--- Task details ---
Can you write out the listing below again in full, requests included, shifting every x and y coordinate in the answers up by 27? Leave the pictures out.

--- Stored records ---
--- BEGIN ---

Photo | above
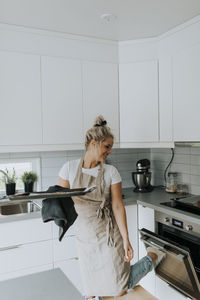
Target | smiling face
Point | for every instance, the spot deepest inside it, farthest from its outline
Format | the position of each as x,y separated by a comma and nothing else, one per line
103,149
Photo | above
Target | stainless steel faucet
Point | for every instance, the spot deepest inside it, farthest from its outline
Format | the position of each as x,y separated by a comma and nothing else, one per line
4,173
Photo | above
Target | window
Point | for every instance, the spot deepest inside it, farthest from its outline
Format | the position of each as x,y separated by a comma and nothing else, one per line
20,165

--- END ---

--- Correct answer ---
Photo | above
Target | smiling face
Point | for every instance, the spot deepest inside it, farthest from its outline
Format | the position of each as x,y separated by a comma and nothing else, one per line
130,176
Photo | above
Target | stainless steel faucet
Point | for every instance, the spot deepest inside it, farthest from its outline
Format | the position of each as x,y separated by a comma and nothing else, one per line
31,200
Photo | above
Target | window
Point | for every instance, the spot deepest inside it, farthest from its outline
Format | the position of each as x,y separated by a comma and nothing else, one per line
47,192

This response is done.